*Objective*
Copy out the lines that run from the start of the items through the line containing "Target: white wall", and leave the pictures out.

(Pointing dataset excerpts)
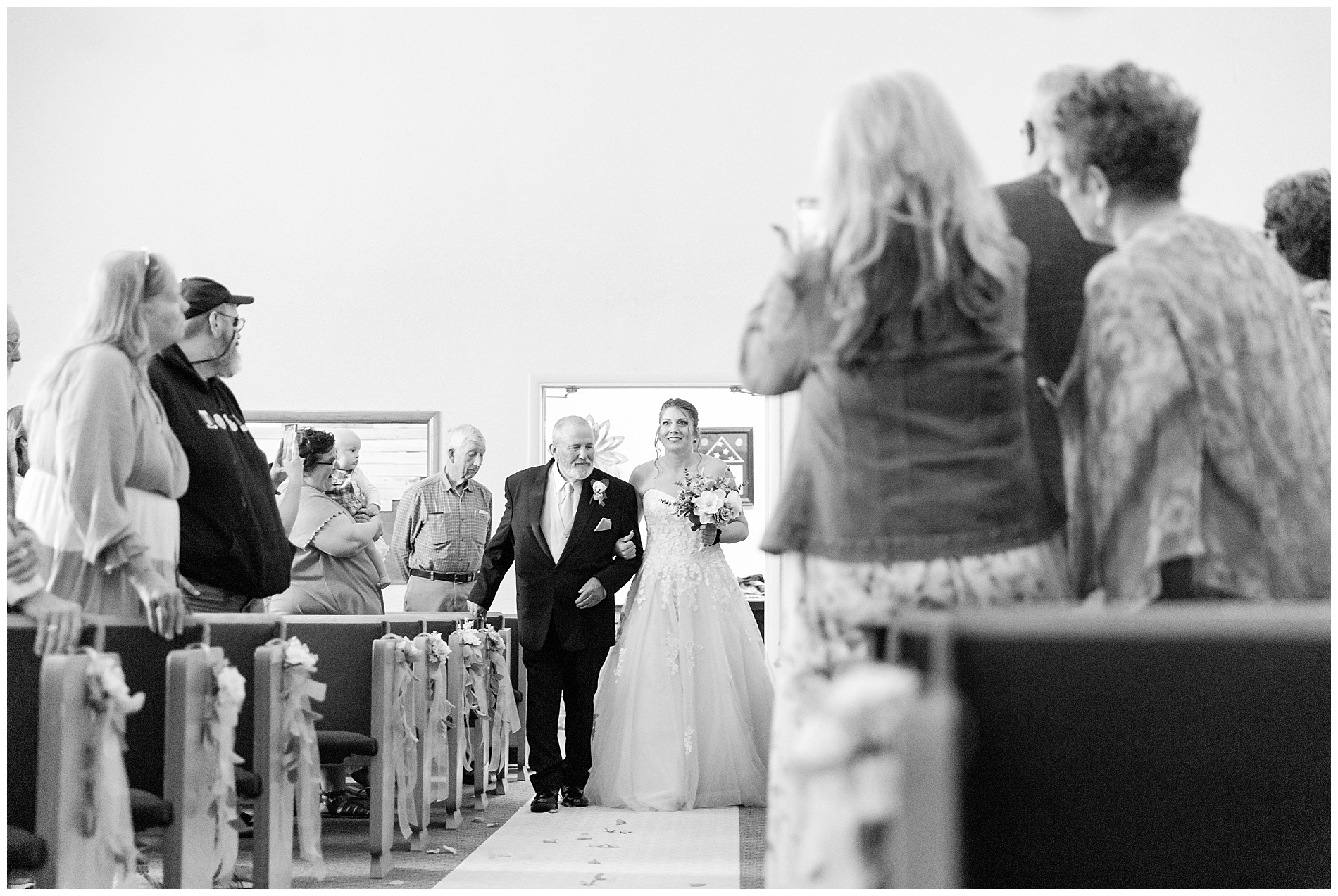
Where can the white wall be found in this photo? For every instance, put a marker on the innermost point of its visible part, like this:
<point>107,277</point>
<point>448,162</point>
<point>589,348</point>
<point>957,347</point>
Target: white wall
<point>439,208</point>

*Task response*
Where can the white wall be found in this photo? For every instance, put a marker on the innermost point of its visible part, like this:
<point>107,277</point>
<point>448,162</point>
<point>589,348</point>
<point>957,347</point>
Target: white wall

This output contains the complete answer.